Reproduce the following data word for word, leaving out the pictures.
───── Material for this exercise ─────
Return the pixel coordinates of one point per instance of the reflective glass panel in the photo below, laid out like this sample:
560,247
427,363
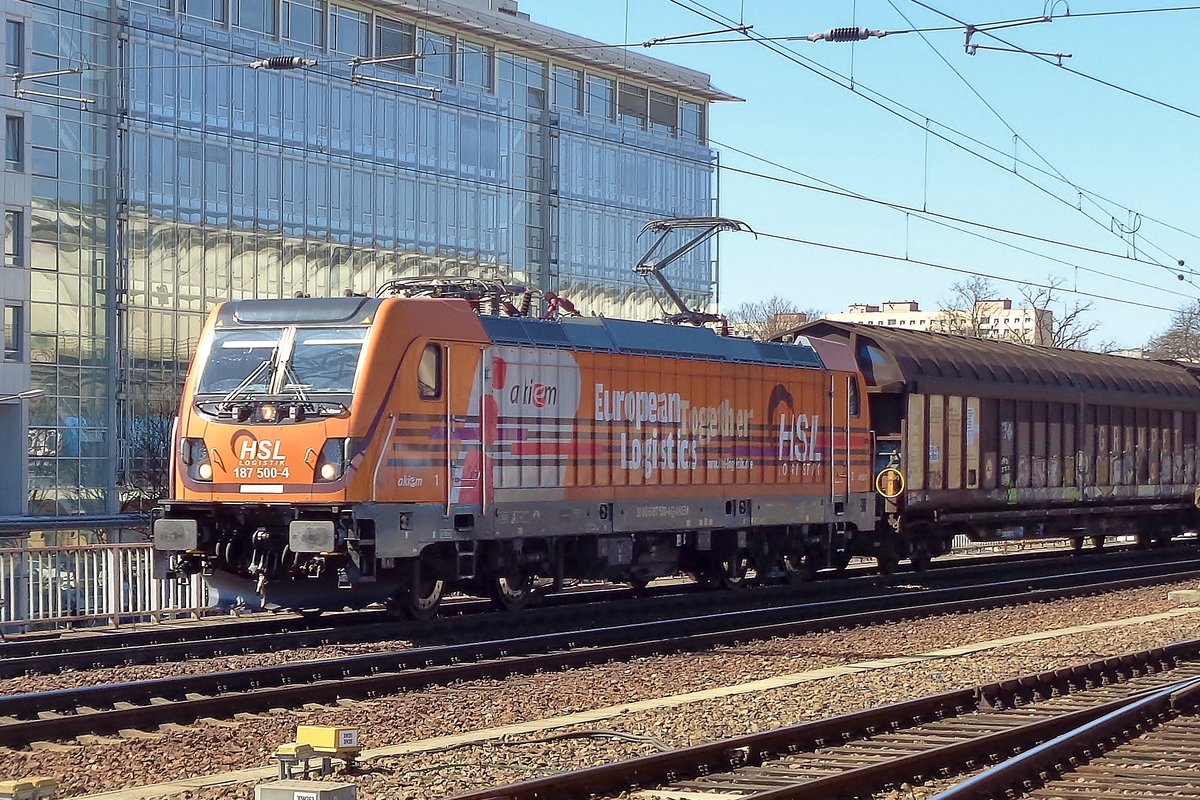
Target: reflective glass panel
255,14
394,37
349,30
304,20
437,54
478,67
568,89
15,46
600,97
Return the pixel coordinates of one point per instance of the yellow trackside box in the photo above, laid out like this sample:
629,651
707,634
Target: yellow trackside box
30,788
327,739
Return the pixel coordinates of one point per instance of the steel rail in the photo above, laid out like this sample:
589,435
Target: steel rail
112,707
195,641
1060,756
737,758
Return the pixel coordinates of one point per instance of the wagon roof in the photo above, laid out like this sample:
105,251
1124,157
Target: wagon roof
895,360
─────
Exercise answer:
Return the pixel coordinates of one point per instance of the reflective glass panel in the photo below, laid out like this sample:
560,247
427,363
Target: reflective glass panel
255,14
394,37
349,30
304,20
437,54
478,67
568,89
15,46
600,97
Return the pixel coordinates of one point per instance of the yellow trackside box in the photo above, laid out like this sample:
629,651
707,634
Target: yellow trackside box
30,788
327,739
Return the pixel coordinates of one point per instance of the steel rail in the photo above, laid out like this sample:
589,435
Target: steel rail
112,707
195,641
1060,756
737,758
Return the pixel coordinates of one point per instance of the wagon roof in the photo above, laid out like this sample:
105,251
1124,157
Target: wagon roof
895,360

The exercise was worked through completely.